** Opening Recorded data block **

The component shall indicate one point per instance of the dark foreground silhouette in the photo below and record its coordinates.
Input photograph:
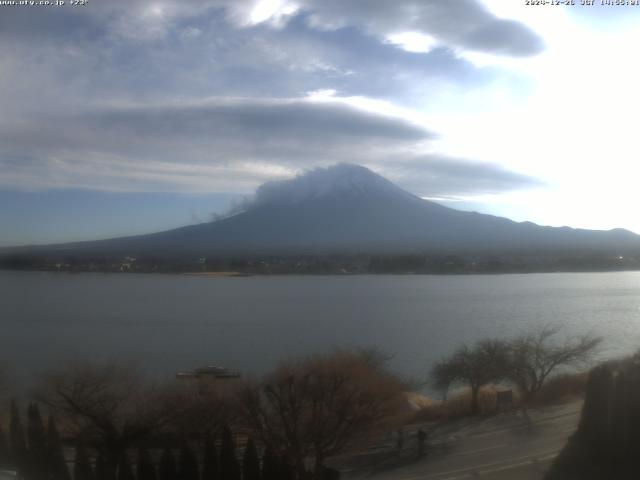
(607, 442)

** Closing Recorded data block **
** Opening Recorded data block **

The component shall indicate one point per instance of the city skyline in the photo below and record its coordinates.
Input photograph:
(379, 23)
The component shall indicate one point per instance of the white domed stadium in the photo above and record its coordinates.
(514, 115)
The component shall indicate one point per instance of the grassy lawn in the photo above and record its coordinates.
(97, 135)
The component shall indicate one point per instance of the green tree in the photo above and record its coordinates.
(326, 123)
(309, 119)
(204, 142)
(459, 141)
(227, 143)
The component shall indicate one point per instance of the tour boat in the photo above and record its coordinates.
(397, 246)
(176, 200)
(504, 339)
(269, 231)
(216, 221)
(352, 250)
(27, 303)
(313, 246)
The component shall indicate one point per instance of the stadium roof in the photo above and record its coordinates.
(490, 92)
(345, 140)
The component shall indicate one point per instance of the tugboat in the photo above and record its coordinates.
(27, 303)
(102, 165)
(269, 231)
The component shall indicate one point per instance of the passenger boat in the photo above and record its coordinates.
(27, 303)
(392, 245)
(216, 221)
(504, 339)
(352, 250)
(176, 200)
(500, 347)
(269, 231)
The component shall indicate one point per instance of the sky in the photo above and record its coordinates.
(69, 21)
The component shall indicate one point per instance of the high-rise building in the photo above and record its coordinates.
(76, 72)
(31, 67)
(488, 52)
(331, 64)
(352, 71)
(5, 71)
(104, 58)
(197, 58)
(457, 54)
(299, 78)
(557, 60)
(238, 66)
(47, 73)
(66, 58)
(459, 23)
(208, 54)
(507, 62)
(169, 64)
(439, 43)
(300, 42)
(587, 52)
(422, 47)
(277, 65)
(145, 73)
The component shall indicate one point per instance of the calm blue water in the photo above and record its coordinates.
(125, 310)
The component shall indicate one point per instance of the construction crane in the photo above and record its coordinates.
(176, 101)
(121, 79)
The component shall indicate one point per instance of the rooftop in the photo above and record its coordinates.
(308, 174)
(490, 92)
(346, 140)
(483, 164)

** Closing Recorded data block **
** Opening Recorded data block **

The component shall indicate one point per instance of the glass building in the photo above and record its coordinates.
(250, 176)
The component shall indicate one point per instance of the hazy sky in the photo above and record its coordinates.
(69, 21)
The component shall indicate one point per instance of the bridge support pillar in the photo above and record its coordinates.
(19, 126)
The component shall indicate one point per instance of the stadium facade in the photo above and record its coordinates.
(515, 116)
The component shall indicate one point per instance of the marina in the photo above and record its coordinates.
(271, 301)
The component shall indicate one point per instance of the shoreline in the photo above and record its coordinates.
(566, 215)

** Closing Recorded data block **

Lines above that have "below": copy each of them.

Completed exercise »
The component shall indicate one point per instance of the dark foreground silhouette in the photo below and record its coordinates.
The component shall indicate one point per instance of the city skyline in the photo below and record its coordinates.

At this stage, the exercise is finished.